▶ _WHAT YOU SHOULD DO_
Copy out every row below word for word and change nothing.

▶ _PROVIDED RECORDS_
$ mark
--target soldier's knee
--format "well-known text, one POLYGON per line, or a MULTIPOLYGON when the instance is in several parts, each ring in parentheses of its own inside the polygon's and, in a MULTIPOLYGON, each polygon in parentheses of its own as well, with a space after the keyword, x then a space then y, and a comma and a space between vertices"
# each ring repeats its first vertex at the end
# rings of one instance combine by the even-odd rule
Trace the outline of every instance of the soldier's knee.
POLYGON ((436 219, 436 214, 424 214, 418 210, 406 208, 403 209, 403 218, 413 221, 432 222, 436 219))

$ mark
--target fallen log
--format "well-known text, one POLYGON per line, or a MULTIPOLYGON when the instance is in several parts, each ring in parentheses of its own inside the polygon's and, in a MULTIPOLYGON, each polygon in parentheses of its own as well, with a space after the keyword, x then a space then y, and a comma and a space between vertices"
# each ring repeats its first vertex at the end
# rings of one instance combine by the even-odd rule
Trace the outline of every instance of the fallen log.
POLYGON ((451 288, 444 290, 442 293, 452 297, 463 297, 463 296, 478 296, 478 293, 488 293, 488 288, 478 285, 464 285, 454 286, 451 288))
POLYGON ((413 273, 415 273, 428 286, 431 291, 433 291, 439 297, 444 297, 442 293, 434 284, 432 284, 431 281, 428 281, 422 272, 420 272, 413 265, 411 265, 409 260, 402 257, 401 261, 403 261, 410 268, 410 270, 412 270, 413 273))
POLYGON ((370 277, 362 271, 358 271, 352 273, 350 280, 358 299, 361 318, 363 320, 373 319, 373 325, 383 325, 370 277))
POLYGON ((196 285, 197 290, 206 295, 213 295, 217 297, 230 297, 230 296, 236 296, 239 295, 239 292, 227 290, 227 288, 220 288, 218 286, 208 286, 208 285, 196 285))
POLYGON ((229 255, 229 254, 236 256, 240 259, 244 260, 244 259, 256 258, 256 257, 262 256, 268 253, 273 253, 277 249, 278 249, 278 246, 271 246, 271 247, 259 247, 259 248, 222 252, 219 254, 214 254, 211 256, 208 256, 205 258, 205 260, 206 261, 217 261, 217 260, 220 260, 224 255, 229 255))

▶ _FINAL ANSWER_
$ mark
--target soldier's knee
--format "well-known text, one POLYGON per line, or a MULTIPOLYGON when the instance is in several parts, each ring in parentheses of its own inside the polygon's and, in a MULTIPOLYGON, each polygon in parentheses of its own as well, with a space after the keyword, x then a space then y, and a comma and a space between vertices"
# each ring repeats its first vertex at the end
# rings of one instance combine by the even-odd rule
Trace the outline of every instance of the soldier's knee.
POLYGON ((436 219, 436 214, 424 214, 418 210, 406 208, 403 209, 403 218, 413 221, 432 222, 436 219))

$ mark
--target fallen log
--format "well-known text, one POLYGON per line, or a MULTIPOLYGON when the instance is in several parts, each ring in parentheses of its own inside the polygon's and, in a MULTIPOLYGON, each polygon in parentheses of its own as well, with a space after the keyword, x then a space then y, and a comma and a space between vertices"
# each ring repeats its first vertex at the end
# rings of one instance combine by the even-odd rule
Trace the outline of every instance of the fallen log.
POLYGON ((451 288, 444 290, 442 293, 452 297, 463 297, 463 296, 478 296, 478 293, 488 293, 488 288, 478 285, 464 285, 454 286, 451 288))
POLYGON ((413 273, 415 273, 428 286, 431 291, 433 291, 439 297, 444 297, 442 293, 434 284, 432 284, 431 281, 428 281, 422 272, 420 272, 413 265, 411 265, 409 260, 402 257, 401 261, 403 261, 410 268, 410 270, 412 270, 413 273))
POLYGON ((370 277, 362 271, 358 271, 352 273, 350 280, 358 299, 361 318, 363 320, 373 319, 373 325, 383 325, 370 277))
POLYGON ((196 285, 197 290, 206 295, 213 295, 217 297, 230 297, 230 296, 236 296, 239 295, 239 292, 227 290, 227 288, 220 288, 218 286, 208 286, 208 285, 196 285))
POLYGON ((229 255, 229 254, 236 256, 240 259, 244 260, 244 259, 256 258, 256 257, 262 256, 268 253, 273 253, 277 249, 278 249, 278 246, 271 246, 271 247, 259 247, 259 248, 222 252, 219 254, 214 254, 211 256, 208 256, 205 258, 205 260, 206 261, 217 261, 217 260, 220 260, 224 255, 229 255))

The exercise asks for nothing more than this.